Your instructions:
Could every line below be written out exactly as it appears?

(Collected data)
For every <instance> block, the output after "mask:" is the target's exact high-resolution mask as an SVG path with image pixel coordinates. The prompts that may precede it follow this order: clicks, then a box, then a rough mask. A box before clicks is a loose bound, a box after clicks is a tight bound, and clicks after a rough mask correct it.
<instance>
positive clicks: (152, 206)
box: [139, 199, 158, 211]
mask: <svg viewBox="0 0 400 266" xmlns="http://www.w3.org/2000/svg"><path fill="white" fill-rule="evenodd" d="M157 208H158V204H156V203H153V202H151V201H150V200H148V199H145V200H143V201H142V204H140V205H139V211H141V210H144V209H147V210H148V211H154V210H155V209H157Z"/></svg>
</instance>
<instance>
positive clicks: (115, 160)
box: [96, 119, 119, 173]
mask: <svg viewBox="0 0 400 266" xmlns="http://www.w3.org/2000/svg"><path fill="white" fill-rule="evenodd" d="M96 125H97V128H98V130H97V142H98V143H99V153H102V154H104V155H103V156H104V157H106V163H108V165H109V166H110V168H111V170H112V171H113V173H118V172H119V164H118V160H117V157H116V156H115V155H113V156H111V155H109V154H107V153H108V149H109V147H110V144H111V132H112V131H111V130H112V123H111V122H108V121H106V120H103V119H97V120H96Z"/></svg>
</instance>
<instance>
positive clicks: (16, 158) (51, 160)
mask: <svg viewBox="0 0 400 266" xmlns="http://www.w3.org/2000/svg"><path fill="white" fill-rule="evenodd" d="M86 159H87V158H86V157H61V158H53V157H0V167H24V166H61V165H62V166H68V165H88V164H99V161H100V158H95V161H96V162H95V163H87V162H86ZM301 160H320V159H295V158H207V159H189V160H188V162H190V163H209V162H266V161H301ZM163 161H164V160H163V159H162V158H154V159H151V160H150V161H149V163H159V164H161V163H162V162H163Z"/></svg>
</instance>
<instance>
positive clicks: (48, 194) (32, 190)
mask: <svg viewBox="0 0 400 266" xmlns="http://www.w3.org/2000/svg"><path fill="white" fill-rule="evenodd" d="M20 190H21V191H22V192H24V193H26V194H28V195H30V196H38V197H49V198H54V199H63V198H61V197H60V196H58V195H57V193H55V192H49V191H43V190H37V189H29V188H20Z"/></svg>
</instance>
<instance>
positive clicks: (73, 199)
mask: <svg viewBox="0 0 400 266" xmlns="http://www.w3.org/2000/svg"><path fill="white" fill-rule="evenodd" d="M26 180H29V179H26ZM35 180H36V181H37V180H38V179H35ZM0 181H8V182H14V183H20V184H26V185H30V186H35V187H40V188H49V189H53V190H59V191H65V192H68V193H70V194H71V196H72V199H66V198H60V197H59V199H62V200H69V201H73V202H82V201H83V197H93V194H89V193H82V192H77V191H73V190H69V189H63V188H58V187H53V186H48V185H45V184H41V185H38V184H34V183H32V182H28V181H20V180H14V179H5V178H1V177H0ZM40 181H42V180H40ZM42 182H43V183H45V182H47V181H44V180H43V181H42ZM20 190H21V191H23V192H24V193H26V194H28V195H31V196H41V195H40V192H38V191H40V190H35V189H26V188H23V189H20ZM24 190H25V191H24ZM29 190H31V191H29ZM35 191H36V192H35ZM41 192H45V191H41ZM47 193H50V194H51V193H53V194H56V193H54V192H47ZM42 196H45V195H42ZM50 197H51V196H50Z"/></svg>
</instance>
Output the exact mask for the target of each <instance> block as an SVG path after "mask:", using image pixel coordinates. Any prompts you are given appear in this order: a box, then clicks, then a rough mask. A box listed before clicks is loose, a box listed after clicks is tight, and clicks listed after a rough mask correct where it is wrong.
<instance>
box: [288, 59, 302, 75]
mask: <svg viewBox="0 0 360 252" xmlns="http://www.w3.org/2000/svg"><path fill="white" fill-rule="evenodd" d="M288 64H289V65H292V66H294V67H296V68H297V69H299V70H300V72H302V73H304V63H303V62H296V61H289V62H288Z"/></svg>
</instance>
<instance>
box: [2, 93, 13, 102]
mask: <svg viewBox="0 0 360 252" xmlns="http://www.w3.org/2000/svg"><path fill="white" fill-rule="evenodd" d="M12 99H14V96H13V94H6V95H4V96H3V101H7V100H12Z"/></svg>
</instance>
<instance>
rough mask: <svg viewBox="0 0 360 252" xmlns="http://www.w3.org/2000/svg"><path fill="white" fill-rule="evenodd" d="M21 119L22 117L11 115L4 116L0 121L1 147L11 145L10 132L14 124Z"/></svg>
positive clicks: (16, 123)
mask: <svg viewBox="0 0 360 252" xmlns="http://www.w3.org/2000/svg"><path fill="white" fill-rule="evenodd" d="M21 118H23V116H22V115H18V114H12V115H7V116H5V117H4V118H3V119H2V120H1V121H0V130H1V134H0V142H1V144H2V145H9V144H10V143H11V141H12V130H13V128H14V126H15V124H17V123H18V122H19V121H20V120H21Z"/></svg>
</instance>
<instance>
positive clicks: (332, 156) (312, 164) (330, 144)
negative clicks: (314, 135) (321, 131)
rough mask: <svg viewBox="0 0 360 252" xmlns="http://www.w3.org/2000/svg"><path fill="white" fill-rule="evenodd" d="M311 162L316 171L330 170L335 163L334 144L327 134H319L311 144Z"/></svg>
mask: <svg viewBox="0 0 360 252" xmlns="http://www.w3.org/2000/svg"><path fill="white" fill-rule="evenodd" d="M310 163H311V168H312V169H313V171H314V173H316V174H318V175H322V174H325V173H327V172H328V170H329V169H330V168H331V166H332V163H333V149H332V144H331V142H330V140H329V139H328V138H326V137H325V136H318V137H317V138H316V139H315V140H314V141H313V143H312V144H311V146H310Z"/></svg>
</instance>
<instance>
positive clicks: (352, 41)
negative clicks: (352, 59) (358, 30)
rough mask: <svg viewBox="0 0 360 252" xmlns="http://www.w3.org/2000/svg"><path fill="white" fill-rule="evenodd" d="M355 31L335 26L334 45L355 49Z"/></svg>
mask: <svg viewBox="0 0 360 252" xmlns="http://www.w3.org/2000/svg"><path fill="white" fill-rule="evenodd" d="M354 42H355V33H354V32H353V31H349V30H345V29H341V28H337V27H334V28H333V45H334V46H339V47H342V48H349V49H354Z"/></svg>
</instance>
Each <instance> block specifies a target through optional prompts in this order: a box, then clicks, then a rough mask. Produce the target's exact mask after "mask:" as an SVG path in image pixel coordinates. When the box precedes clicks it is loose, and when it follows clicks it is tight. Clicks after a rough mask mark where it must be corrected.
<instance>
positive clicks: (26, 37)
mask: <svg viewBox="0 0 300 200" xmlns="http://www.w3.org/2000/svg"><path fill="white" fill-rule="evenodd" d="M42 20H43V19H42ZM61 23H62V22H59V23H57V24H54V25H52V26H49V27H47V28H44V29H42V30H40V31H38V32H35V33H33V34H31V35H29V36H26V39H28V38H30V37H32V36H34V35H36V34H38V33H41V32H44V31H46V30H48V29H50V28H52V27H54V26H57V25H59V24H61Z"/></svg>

Answer area:
For every <instance> block, the output after "mask:" is the target's exact high-resolution mask as an SVG path with image pixel coordinates. The prompts that may precede it follow this order: clicks, then a box, then a rough mask. A box before clicks is a loose bound, a box after clicks is a tight bound, and clicks after a rough mask correct it.
<instance>
positive clicks: (152, 206)
box: [139, 199, 158, 211]
mask: <svg viewBox="0 0 400 266" xmlns="http://www.w3.org/2000/svg"><path fill="white" fill-rule="evenodd" d="M157 208H158V204H156V203H153V202H151V201H150V200H148V199H145V200H143V201H142V204H140V205H139V211H141V210H144V209H147V210H148V211H154V210H155V209H157Z"/></svg>
</instance>
<instance>
positive clicks: (115, 160)
box: [96, 119, 119, 173]
mask: <svg viewBox="0 0 400 266" xmlns="http://www.w3.org/2000/svg"><path fill="white" fill-rule="evenodd" d="M96 125H97V128H98V130H97V142H98V143H99V153H102V154H104V155H103V156H104V157H106V163H108V165H109V166H110V168H111V170H112V171H113V173H118V172H119V164H118V160H117V157H116V156H115V155H113V156H111V155H109V154H107V153H108V149H109V147H110V144H111V132H112V131H111V130H112V123H111V122H108V121H106V120H103V119H97V120H96Z"/></svg>
</instance>
<instance>
positive clicks: (16, 158) (51, 160)
mask: <svg viewBox="0 0 400 266" xmlns="http://www.w3.org/2000/svg"><path fill="white" fill-rule="evenodd" d="M86 159H87V158H86V157H61V158H53V157H0V167H24V166H61V165H62V166H68V165H88V164H99V161H100V158H95V161H96V162H95V163H87V162H86ZM301 160H320V159H295V158H207V159H189V160H188V162H190V163H209V162H266V161H301ZM163 161H164V160H163V159H162V158H154V159H151V160H150V161H149V163H159V164H161V163H162V162H163Z"/></svg>
</instance>
<instance>
positive clicks: (48, 194) (32, 190)
mask: <svg viewBox="0 0 400 266" xmlns="http://www.w3.org/2000/svg"><path fill="white" fill-rule="evenodd" d="M20 190H21V191H22V192H24V193H26V194H28V195H30V196H38V197H49V198H54V199H63V198H61V197H60V196H58V195H57V193H55V192H49V191H43V190H37V189H29V188H20Z"/></svg>
</instance>
<instance>
positive clicks: (73, 199)
mask: <svg viewBox="0 0 400 266" xmlns="http://www.w3.org/2000/svg"><path fill="white" fill-rule="evenodd" d="M26 180H29V179H26ZM35 180H36V181H37V180H38V179H35ZM0 181H8V182H14V183H20V184H26V185H30V186H35V187H40V188H49V189H53V190H59V191H65V192H68V193H70V194H71V196H72V199H66V198H60V197H59V199H62V200H69V201H73V202H82V201H83V197H93V194H89V193H82V192H77V191H73V190H69V189H63V188H58V187H53V186H48V185H45V184H41V185H38V184H34V183H32V182H28V181H20V180H14V179H5V178H1V177H0ZM40 181H42V180H40ZM42 182H43V183H45V182H47V181H44V180H43V181H42ZM20 190H21V191H23V192H24V193H26V194H28V195H31V196H41V195H40V192H38V191H40V190H35V189H26V188H23V189H20ZM24 190H25V191H24ZM29 190H31V191H29ZM35 191H36V192H35ZM41 192H45V191H41ZM47 193H50V194H51V193H53V194H56V193H54V192H47ZM42 196H45V195H42ZM50 197H51V196H50Z"/></svg>
</instance>
Output the exact mask for the target of each <instance> block as an SVG path after "mask:", using image pixel coordinates. Any prompts you are given appear in this order: a box, then clicks, then a rough mask. A box listed before clicks is loose, a box listed after clicks is tight, and clicks listed after a rough mask correct where it is wrong.
<instance>
box: [288, 59, 302, 75]
mask: <svg viewBox="0 0 360 252" xmlns="http://www.w3.org/2000/svg"><path fill="white" fill-rule="evenodd" d="M288 64H289V65H292V66H294V67H296V68H297V69H299V70H300V72H302V73H304V63H303V62H296V61H289V62H288Z"/></svg>
</instance>
<instance>
box: [2, 93, 13, 102]
mask: <svg viewBox="0 0 360 252" xmlns="http://www.w3.org/2000/svg"><path fill="white" fill-rule="evenodd" d="M12 99H14V96H13V94H6V95H4V96H3V101H7V100H12Z"/></svg>
</instance>
<instance>
rough mask: <svg viewBox="0 0 360 252" xmlns="http://www.w3.org/2000/svg"><path fill="white" fill-rule="evenodd" d="M21 119L22 117L11 115L4 116L0 121L1 147L11 145L10 132L14 124Z"/></svg>
positive clicks: (16, 123)
mask: <svg viewBox="0 0 360 252" xmlns="http://www.w3.org/2000/svg"><path fill="white" fill-rule="evenodd" d="M21 118H23V116H22V115H18V114H12V115H7V116H5V117H4V118H3V119H2V120H1V121H0V130H1V134H0V142H1V144H2V145H9V144H10V143H11V141H12V130H13V128H14V126H15V124H17V123H18V122H19V121H20V120H21Z"/></svg>
</instance>
<instance>
positive clicks: (332, 156) (312, 164) (330, 144)
negative clicks: (314, 135) (321, 131)
rough mask: <svg viewBox="0 0 360 252" xmlns="http://www.w3.org/2000/svg"><path fill="white" fill-rule="evenodd" d="M311 162L316 171L330 170L335 163L334 144L327 134H319L311 144Z"/></svg>
mask: <svg viewBox="0 0 360 252" xmlns="http://www.w3.org/2000/svg"><path fill="white" fill-rule="evenodd" d="M310 163H311V168H312V169H313V171H314V173H316V174H318V175H322V174H325V173H327V172H328V170H329V169H330V168H331V166H332V163H333V149H332V144H331V142H330V140H329V139H328V138H326V137H325V136H318V137H317V138H316V139H315V140H314V141H313V143H312V144H311V146H310Z"/></svg>
</instance>
<instance>
positive clicks: (352, 41)
negative clicks: (352, 59) (358, 30)
rough mask: <svg viewBox="0 0 360 252" xmlns="http://www.w3.org/2000/svg"><path fill="white" fill-rule="evenodd" d="M355 31L335 26L334 45L355 49Z"/></svg>
mask: <svg viewBox="0 0 360 252" xmlns="http://www.w3.org/2000/svg"><path fill="white" fill-rule="evenodd" d="M354 42H355V33H354V32H353V31H349V30H345V29H341V28H337V27H334V28H333V45H334V46H339V47H342V48H349V49H354Z"/></svg>
</instance>
Each <instance> block specifies a target through optional prompts in this order: a box, then clicks, then a rough mask. Produce the target's exact mask after "mask:" as an SVG path in image pixel coordinates. When the box precedes clicks it is loose, and when it follows clicks it is tight. Clicks after a rough mask mark where it must be corrected.
<instance>
positive clicks: (26, 37)
mask: <svg viewBox="0 0 300 200" xmlns="http://www.w3.org/2000/svg"><path fill="white" fill-rule="evenodd" d="M42 20H43V19H42ZM61 23H62V22H59V23H57V24H54V25H52V26H49V27H47V28H44V29H42V30H40V31H38V32H35V33H33V34H31V35H29V36H26V39H28V38H30V37H32V36H34V35H36V34H38V33H41V32H44V31H46V30H48V29H50V28H52V27H54V26H57V25H59V24H61Z"/></svg>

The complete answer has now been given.